→ **EXCERPT TO READ**:
┌──

Considering placing your child for adoption and deciding whether open adoption or closed adoption is best for you is a daunting, hectic, overwhelming and confusing time for birth moms. Whether you’ve already found your perfect agency or are still in the early stages of planning for adoption, it’s sometimes helpful to know some of the facts.
Open adoption is becoming much more popular in the United States, but there are still a lot of questions that birth moms can have about this form of adoption. Let’s take a look at 12 important things to know about open adoption.
- What is Open Adoption?
Open adoption is a type of adoption that gives the birth parents the ability to both remain in contact with their child’s’ adoptive family and get to know and interact with their adopted child.
- Open Adoption Gives you Choice
Unlike in many closed adoptions, open adoption gives the expectant mom a chance to choose who they want to raise their child. They can pick a parent or parents whose beliefs, ethnicity, or faith aligns with their own if they so desire. They are able to meet with the parents prior to the birth, and can even have the parents present at the hospital when the baby is born.
- No Cost
Like other forms of adoption, open adoption does not cost the birth mother any money, and there are no fees charged to the birth mom. In fact, depending on the agency and adoption agreement, you may be given a stipend or have pregnancy-related fees paid by the adoptive parents.
Many adoption agencies offer free counseling to both you and the adoptive parents to help prepare you for placing your child. Birth moms often find it helpful to talk through their feelings at this difficult and emotional time.
- You Can Negotiate Your Own Terms
Open adoption allows for much more discussion as to how you wish for the adoption to be managed. Some birth moms are happy with letters and photo updates every few months, while other birth moms seek visitation with their child.
- Your Child Can Recognize You How you Wish
Of course, this will need to be in agreement with the adoptive parents of your child, who of course will want to be recognized as mom and dad, but, with open adoption you’ll definitely have a say in what you wish to be called by your child. Some agree on a parental term such as ‘mama’, while others choose a special nickname to be used by the child.
- Open Adoption is a Spectrum
Open adoption actually occurs in 95% of domestic adoption cases, whereas closed adoption only takes place 5% of the time. This high number is due to the fact that open adoption is a spectrum including fully open and semi-open options.

└──

[Stored records]
┌──

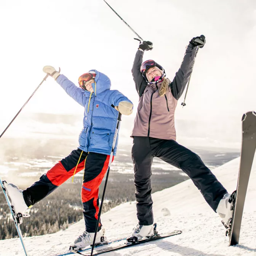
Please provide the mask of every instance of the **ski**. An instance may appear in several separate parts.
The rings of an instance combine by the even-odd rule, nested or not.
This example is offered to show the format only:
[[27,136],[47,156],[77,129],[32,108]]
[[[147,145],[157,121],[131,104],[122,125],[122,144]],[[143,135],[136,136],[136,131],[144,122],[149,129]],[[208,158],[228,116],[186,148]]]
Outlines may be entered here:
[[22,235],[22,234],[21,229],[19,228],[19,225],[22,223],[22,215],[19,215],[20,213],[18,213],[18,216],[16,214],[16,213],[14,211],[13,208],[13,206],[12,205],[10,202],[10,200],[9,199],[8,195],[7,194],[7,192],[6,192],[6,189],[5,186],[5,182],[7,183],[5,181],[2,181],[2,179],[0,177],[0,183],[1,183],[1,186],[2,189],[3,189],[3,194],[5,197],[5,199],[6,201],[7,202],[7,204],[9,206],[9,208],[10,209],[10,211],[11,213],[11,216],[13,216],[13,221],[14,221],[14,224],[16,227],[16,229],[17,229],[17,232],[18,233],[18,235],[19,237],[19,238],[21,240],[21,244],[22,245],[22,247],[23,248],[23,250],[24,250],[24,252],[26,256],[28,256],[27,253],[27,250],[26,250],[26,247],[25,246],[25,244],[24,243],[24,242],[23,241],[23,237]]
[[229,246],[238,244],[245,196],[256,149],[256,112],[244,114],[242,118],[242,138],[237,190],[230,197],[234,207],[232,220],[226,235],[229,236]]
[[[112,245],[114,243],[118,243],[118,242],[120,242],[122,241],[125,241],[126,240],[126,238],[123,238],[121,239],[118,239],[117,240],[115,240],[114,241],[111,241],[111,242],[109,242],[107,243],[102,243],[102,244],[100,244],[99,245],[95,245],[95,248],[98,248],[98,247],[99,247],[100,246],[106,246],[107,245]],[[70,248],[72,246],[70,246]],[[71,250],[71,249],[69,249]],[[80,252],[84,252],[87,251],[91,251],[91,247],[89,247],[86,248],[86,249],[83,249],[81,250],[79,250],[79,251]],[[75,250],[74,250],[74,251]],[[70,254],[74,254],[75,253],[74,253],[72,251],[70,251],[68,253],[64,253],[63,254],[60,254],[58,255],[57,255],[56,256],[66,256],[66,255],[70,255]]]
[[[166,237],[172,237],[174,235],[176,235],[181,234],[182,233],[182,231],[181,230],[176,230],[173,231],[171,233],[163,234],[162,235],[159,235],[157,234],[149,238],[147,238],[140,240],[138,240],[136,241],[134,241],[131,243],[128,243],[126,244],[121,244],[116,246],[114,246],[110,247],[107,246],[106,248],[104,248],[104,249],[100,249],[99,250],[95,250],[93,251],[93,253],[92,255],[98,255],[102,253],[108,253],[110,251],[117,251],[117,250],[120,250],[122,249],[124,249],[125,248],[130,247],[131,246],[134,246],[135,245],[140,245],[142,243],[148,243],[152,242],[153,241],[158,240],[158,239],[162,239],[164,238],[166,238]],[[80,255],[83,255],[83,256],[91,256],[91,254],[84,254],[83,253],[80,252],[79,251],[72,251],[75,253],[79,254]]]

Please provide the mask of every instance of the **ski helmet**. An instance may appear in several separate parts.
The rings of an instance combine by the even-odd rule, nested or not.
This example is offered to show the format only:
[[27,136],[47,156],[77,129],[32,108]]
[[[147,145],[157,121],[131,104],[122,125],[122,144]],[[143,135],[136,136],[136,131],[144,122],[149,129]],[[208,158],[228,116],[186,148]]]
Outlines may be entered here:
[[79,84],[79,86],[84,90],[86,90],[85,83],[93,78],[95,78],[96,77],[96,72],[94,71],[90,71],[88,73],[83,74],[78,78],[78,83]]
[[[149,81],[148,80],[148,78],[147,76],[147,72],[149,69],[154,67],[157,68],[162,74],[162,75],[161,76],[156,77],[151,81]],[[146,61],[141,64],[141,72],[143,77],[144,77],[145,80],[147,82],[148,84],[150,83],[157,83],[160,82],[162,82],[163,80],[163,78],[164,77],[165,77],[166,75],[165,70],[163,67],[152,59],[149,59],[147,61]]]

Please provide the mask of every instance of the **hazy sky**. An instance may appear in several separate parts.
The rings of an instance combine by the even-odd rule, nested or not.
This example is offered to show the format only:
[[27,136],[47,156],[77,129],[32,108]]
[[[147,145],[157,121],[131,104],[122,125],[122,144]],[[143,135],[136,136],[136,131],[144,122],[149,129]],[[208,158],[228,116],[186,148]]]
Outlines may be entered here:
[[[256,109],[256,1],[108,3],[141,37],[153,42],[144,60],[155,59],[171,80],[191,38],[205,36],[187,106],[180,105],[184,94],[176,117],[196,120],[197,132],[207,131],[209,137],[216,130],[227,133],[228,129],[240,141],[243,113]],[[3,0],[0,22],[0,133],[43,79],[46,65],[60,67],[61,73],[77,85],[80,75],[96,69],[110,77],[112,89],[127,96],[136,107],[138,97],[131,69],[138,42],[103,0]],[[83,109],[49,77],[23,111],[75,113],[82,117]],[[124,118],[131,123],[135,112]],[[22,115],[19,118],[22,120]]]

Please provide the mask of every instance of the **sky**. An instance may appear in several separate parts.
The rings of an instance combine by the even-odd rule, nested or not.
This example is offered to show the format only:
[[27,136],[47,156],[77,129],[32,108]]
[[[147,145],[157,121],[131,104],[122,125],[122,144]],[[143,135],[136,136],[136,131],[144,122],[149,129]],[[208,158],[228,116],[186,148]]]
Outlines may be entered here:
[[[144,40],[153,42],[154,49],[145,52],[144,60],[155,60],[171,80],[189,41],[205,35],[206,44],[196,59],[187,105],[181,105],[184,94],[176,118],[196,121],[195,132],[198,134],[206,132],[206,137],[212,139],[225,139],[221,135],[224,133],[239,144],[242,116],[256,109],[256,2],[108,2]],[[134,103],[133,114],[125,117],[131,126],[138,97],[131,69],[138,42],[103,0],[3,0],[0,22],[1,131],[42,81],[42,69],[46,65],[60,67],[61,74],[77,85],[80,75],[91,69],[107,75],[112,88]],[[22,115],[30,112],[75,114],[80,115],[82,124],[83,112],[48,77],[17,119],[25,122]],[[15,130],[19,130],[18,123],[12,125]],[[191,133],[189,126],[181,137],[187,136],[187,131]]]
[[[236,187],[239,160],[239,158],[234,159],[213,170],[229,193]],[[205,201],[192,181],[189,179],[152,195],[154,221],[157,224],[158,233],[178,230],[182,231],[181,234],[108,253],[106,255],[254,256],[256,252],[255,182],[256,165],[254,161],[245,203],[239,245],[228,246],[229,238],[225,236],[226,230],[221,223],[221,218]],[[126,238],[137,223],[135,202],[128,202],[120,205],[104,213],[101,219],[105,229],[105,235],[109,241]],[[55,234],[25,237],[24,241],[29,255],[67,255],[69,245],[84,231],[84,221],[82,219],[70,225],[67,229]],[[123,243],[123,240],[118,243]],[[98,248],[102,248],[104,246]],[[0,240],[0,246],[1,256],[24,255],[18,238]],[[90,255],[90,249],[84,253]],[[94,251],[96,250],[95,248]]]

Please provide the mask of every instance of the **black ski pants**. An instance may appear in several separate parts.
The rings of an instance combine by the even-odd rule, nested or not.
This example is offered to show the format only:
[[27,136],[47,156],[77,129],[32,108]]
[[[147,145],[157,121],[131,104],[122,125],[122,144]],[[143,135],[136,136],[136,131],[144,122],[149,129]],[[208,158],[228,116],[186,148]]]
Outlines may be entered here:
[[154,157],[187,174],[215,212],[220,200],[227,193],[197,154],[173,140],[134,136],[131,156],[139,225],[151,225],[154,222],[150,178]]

└──

→ **TASK INSTRUCTIONS**:
- a) Copy the stretch of the open adoption article from "Open adoption is a type" through "the adoptive parents.".
- b) Answer these questions from the open adoption article:
(i) In what percentage of domestic adoption cases does open adoption occur?
(ii) Some birth moms seek visitation, but what are others happy with?
(iii) Depending on the agency and adoption agreement, who may pay pregnancy-related fees?
These entries are separate from the open adoption article.

→ **WRITTEN RESPONSES**:
- a)
Open adoption is a type of adoption that gives the birth parents the ability to both remain in contact with their child’s’ adoptive family and get to know and interact with their adopted child.
- Open Adoption Gives you Choice
Unlike in many closed adoptions, open adoption gives the expectant mom a chance to choose who they want to raise their child. They can pick a parent or parents whose beliefs, ethnicity, or faith aligns with their own if they so desire. They are able to meet with the parents prior to the birth, and can even have the parents present at the hospital when the baby is born.
- No Cost
Like other forms of adoption, open adoption does not cost the birth mother any money, and there are no fees charged to the birth mom. In fact, depending on the agency and adoption agreement, you may be given a stipend or have pregnancy-related fees paid by the adoptive parents.

- b)
(i) 95%
(ii) Letters and photo updates every few months
(iii) The adoptive parents